─── Data records
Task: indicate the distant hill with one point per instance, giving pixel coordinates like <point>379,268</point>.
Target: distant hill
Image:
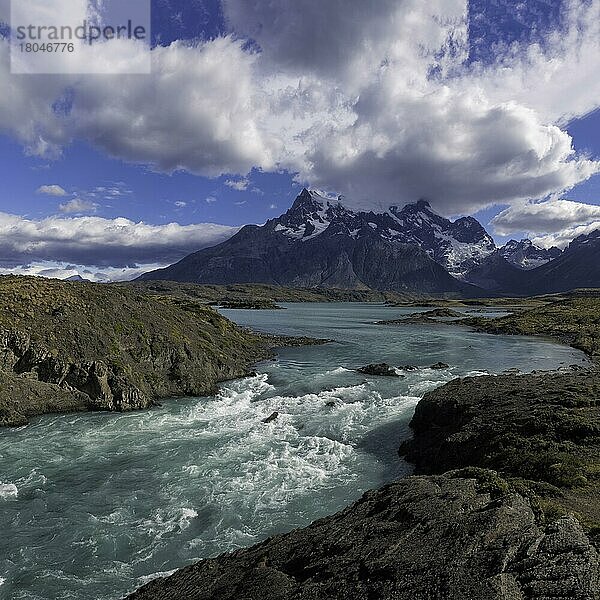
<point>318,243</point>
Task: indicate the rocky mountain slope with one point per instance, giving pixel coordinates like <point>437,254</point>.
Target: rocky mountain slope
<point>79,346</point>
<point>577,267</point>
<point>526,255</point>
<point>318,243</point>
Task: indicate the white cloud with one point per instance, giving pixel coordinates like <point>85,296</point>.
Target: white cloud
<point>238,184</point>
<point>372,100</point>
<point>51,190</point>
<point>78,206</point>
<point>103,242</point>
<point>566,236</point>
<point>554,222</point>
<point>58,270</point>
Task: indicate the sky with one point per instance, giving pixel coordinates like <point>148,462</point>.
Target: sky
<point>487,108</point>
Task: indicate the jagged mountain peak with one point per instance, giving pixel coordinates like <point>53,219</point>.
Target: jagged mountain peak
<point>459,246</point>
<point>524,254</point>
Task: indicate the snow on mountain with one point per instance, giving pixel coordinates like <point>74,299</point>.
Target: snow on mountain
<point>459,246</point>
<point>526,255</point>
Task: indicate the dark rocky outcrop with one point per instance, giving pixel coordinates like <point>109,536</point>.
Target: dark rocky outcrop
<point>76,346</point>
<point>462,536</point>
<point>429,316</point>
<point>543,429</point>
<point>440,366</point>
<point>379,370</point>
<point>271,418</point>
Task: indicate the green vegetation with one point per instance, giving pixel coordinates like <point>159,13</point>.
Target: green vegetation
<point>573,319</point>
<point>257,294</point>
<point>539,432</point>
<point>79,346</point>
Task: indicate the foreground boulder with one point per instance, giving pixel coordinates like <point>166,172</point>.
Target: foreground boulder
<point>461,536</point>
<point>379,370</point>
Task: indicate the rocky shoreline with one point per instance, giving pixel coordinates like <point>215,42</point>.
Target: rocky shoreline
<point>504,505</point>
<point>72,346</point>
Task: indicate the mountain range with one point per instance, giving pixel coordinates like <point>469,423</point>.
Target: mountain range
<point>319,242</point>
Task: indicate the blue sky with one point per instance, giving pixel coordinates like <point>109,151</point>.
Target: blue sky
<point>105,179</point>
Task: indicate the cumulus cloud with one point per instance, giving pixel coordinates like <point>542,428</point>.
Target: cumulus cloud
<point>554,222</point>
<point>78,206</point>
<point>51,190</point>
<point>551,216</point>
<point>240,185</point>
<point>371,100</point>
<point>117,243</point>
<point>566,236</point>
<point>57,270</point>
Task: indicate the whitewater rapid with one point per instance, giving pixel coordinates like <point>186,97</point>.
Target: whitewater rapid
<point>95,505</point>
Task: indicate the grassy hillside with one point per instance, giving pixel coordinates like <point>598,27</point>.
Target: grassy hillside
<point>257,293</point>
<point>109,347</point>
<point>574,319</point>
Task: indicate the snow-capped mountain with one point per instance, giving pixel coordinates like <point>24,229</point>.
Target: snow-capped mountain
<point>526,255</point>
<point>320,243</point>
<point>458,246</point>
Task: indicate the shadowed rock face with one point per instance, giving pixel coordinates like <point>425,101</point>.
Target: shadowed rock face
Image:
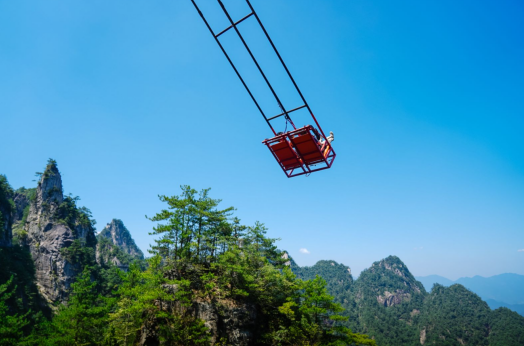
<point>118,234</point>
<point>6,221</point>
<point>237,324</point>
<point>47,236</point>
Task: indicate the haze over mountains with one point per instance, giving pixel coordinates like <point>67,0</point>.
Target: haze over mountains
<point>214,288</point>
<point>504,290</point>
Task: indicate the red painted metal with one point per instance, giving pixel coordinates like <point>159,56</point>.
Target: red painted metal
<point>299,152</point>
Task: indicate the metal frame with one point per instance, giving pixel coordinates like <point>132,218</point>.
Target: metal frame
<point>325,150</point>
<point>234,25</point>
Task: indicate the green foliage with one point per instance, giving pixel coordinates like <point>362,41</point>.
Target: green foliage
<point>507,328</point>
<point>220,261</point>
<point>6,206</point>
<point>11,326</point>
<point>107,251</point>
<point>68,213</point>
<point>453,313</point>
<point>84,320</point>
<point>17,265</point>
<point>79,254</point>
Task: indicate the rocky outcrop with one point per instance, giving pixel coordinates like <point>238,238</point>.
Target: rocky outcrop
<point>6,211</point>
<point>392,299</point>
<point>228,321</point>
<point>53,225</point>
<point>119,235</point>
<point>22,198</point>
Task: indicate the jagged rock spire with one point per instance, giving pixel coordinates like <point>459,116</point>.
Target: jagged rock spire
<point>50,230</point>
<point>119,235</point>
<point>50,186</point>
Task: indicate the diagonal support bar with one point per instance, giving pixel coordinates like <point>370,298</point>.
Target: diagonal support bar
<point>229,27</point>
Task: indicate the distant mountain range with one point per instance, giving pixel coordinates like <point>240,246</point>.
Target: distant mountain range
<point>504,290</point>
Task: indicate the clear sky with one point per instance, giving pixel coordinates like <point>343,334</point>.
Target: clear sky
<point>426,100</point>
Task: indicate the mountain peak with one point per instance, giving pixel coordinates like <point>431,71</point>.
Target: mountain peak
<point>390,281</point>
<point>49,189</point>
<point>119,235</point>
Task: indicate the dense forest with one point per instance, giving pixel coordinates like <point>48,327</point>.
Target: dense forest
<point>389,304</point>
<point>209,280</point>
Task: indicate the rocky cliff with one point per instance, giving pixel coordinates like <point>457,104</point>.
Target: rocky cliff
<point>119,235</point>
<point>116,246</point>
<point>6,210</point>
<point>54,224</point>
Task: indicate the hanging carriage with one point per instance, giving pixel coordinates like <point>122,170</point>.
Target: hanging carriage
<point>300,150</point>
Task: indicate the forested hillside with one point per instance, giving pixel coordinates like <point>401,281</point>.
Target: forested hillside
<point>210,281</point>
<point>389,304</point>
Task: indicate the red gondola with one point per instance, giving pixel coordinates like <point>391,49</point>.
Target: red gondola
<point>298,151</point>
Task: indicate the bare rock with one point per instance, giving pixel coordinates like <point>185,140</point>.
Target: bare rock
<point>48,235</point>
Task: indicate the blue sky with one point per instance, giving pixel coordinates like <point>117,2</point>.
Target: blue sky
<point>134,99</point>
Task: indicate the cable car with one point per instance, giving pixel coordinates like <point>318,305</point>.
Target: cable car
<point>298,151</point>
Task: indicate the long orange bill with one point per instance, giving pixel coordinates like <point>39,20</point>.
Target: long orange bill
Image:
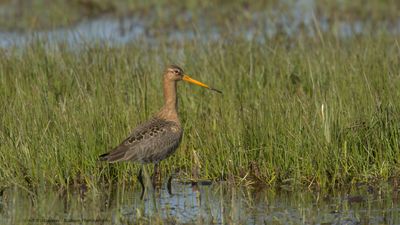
──────
─── Data records
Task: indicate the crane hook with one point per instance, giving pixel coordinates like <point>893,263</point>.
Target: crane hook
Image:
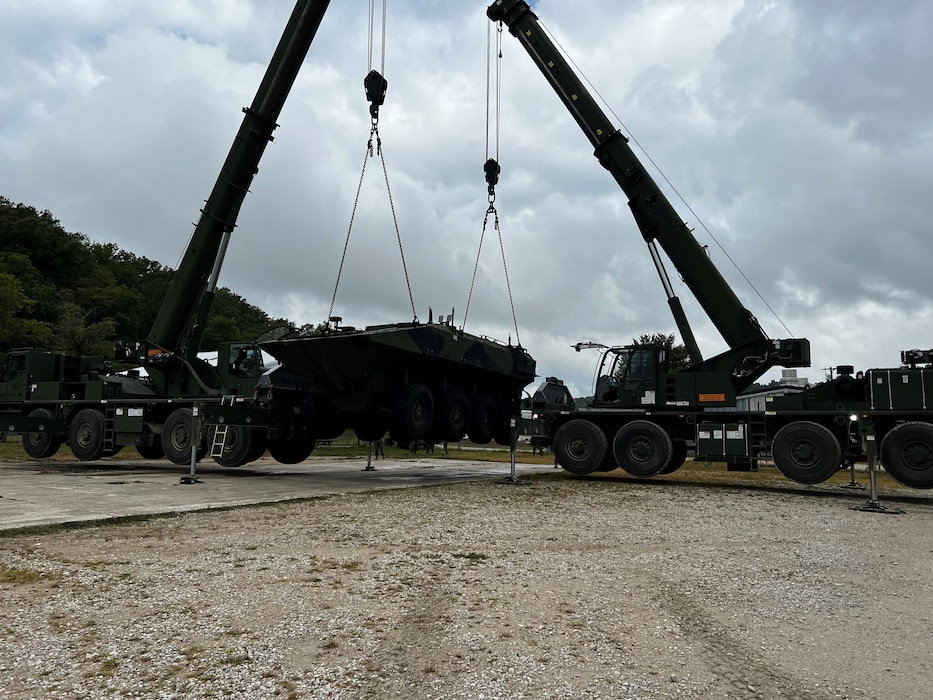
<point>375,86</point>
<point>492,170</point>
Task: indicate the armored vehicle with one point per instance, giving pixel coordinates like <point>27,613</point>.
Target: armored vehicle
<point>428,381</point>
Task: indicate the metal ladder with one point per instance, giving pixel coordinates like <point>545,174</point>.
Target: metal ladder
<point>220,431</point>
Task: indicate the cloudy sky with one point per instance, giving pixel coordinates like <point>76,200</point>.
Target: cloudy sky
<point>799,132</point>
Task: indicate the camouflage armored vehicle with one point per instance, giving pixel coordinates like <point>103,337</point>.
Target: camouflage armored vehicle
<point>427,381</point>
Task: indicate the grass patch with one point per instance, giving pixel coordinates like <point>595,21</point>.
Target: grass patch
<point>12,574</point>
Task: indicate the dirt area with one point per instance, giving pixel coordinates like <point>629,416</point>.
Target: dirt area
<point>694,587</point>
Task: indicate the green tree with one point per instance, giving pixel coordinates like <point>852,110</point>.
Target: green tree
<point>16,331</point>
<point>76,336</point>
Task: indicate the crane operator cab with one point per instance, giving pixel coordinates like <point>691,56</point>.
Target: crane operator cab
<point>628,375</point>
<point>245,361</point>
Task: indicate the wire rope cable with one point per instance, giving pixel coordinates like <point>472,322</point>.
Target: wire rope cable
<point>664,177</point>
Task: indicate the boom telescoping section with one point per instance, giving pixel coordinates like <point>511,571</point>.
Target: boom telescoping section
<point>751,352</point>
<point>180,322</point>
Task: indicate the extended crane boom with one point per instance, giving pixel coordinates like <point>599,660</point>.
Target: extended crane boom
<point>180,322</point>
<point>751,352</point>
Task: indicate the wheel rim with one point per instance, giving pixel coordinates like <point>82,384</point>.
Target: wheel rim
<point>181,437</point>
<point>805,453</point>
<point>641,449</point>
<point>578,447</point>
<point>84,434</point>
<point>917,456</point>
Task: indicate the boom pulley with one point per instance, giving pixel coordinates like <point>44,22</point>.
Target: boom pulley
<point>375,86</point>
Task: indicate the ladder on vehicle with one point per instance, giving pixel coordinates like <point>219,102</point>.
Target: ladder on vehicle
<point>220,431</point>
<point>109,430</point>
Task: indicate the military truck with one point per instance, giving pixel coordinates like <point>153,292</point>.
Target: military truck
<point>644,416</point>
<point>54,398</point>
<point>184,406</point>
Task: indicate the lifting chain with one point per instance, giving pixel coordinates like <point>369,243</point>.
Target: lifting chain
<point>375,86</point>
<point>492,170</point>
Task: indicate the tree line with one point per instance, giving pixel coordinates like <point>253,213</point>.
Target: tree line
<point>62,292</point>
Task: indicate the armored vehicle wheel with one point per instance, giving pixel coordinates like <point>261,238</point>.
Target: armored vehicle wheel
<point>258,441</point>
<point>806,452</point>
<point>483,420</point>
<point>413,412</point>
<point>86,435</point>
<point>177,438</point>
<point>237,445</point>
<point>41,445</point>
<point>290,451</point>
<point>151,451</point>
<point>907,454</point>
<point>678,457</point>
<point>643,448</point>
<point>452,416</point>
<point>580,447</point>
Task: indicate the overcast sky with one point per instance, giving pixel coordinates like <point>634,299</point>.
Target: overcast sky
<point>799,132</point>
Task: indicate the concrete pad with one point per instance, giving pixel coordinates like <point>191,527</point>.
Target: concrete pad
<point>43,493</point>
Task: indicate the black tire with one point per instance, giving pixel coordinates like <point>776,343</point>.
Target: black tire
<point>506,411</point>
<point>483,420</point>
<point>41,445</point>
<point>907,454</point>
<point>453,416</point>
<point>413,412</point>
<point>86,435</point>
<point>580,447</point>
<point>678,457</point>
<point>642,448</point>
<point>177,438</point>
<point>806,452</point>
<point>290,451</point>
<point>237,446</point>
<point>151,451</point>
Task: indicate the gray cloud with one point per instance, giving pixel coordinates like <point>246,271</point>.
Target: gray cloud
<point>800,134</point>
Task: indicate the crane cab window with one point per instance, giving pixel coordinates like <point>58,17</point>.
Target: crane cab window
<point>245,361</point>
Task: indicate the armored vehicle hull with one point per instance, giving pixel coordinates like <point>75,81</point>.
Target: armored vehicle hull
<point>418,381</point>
──────
Return verbatim the lines beginning with the line that contains "Task: indicate the crane hook" and continuing through the line that contains "<point>428,381</point>", including both of those lines. Leave the pictures out of your answer.

Task: indicate the crane hook with one point per instance, giving pixel coordinates like <point>893,263</point>.
Target: crane hook
Image:
<point>375,86</point>
<point>492,170</point>
Task: indicate the armored vehicle with one point per instance, giving pixel coordinates like <point>27,613</point>.
Target: armored vehicle
<point>428,381</point>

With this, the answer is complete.